How to complete this task = Report back every line in the data that includes the string "target".
=-=-=
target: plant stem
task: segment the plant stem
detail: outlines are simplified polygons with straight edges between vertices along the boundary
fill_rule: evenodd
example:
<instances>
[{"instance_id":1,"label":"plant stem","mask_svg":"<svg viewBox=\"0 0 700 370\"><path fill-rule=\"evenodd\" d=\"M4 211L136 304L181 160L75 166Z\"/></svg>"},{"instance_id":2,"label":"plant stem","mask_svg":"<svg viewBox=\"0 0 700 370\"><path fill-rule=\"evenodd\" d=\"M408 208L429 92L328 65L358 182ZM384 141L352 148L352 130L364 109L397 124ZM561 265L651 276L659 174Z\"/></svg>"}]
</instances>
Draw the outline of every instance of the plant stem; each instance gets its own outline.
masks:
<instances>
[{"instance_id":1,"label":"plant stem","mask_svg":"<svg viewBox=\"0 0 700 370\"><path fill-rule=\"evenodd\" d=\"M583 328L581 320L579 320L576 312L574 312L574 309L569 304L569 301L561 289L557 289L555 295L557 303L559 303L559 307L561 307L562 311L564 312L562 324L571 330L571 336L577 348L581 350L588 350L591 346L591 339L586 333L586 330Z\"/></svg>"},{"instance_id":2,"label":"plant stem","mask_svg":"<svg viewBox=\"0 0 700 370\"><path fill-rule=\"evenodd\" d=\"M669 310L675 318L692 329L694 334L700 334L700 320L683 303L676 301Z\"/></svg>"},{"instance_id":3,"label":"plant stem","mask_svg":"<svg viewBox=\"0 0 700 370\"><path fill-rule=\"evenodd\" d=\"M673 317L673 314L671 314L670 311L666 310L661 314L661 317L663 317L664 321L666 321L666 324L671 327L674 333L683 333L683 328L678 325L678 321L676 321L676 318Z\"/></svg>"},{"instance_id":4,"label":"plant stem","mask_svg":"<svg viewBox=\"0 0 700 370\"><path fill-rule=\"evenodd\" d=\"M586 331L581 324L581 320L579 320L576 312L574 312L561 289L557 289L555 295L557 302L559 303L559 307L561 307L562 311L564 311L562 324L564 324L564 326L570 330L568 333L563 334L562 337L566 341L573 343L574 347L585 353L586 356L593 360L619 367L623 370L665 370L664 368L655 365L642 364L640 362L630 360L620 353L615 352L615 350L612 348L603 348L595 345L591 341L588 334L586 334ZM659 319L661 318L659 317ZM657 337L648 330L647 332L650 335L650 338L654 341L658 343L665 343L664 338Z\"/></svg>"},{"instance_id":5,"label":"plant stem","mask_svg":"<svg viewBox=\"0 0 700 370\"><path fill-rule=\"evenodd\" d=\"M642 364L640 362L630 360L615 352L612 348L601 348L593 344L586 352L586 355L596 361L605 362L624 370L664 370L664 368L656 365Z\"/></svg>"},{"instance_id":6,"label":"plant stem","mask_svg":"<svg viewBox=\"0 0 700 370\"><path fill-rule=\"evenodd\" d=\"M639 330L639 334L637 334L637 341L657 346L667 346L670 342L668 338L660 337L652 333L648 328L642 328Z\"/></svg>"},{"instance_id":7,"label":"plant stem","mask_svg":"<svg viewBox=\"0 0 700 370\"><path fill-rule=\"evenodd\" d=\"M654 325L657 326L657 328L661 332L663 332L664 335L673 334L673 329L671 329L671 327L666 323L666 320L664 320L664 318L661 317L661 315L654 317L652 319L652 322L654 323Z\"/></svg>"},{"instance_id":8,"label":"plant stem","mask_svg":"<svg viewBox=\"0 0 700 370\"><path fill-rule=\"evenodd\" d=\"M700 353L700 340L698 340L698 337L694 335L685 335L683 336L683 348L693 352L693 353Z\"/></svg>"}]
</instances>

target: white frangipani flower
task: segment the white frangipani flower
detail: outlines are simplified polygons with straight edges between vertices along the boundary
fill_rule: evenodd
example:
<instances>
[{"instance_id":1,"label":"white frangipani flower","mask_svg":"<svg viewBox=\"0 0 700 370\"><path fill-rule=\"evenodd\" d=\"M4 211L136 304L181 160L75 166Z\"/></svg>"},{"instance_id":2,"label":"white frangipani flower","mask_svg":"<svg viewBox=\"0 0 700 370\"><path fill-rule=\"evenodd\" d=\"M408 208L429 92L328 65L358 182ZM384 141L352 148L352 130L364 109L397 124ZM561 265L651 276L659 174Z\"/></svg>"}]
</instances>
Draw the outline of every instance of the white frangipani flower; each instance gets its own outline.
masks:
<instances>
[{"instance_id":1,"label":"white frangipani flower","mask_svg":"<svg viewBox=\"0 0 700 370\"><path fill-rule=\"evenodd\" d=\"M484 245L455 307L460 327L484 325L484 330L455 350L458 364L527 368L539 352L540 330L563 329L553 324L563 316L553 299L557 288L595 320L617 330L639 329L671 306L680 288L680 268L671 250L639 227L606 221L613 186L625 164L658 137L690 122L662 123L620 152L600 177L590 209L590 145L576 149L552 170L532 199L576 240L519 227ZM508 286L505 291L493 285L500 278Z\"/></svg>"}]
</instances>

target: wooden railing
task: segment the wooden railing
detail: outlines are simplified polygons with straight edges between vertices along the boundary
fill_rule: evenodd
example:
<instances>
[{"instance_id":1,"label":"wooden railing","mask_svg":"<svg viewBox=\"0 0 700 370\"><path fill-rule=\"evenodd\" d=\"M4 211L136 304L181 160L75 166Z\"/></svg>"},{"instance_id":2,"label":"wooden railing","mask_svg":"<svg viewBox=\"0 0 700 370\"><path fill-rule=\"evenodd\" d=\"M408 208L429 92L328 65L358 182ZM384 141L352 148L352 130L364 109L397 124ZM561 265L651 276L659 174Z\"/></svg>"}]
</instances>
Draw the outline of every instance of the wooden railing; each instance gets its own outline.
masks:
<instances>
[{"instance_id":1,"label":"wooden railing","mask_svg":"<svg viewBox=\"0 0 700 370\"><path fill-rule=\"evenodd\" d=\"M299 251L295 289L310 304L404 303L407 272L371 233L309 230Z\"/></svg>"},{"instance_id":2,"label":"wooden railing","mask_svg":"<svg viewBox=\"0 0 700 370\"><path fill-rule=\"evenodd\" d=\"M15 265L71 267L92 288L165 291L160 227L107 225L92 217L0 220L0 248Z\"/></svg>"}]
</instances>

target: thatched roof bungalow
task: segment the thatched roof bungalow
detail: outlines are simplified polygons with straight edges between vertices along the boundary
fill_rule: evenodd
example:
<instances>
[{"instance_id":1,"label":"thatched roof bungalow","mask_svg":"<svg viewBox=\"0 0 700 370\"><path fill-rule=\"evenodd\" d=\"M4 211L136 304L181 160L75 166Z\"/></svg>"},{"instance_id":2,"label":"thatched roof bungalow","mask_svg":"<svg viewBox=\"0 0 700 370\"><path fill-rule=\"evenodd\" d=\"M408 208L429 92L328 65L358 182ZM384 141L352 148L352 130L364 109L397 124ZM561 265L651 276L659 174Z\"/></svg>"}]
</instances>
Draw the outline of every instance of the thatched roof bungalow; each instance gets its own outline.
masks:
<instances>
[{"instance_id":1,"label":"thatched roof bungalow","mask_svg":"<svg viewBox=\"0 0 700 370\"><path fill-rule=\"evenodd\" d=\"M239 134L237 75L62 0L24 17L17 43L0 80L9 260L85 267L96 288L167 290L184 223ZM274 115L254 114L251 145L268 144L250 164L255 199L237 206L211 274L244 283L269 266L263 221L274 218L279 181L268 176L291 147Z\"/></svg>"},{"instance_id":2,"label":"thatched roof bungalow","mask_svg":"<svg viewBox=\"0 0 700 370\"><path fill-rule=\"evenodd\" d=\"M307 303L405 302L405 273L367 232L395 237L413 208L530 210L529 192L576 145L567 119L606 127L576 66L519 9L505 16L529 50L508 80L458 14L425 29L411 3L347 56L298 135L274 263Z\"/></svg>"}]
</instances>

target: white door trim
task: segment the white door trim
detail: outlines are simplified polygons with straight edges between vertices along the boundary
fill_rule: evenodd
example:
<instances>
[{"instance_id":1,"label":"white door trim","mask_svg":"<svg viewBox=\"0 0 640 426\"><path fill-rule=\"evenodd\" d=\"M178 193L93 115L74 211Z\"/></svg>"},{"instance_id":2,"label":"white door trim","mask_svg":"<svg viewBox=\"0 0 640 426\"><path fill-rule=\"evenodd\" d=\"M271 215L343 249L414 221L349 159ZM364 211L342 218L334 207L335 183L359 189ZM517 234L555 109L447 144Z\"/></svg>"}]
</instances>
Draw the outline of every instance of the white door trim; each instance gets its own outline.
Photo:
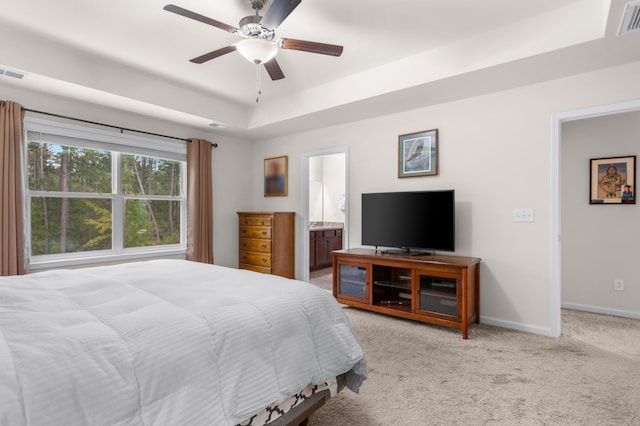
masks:
<instances>
[{"instance_id":1,"label":"white door trim","mask_svg":"<svg viewBox=\"0 0 640 426\"><path fill-rule=\"evenodd\" d=\"M624 112L640 110L640 100L622 102L611 105L601 105L591 108L583 108L573 111L561 112L551 116L551 301L550 301L550 328L551 335L560 336L560 308L562 289L562 259L561 259L561 197L560 193L560 144L562 142L562 123L587 118L601 117L604 115L620 114Z\"/></svg>"}]
</instances>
=-=-=
Exercise output =
target: plant stem
target: white frangipani flower
target: wooden railing
target: thatched roof bungalow
target: white door trim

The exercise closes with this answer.